**Task item:** Each entry is to be retyped exactly as it appears. Leave the images out.

**Materials provided:**

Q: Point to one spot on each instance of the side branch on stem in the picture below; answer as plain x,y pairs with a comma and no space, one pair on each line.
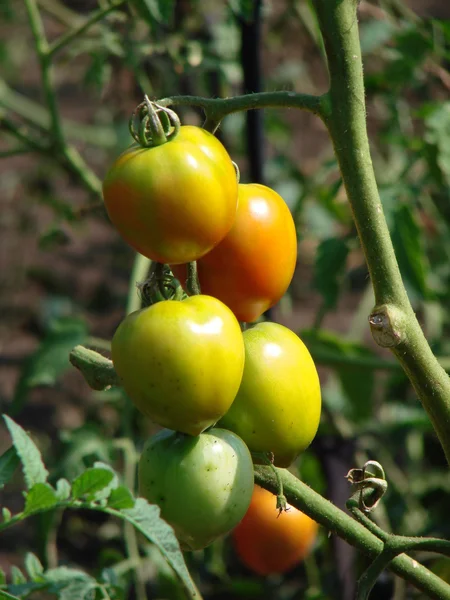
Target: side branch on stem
393,320
301,496
216,109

**Result:**
Q: Point to one spot on each instance of the side branch on stem in the picture below; answer as plain x,y pairs with a comma and no space, one pair on each line.
Target: side branch on stem
393,320
301,496
216,109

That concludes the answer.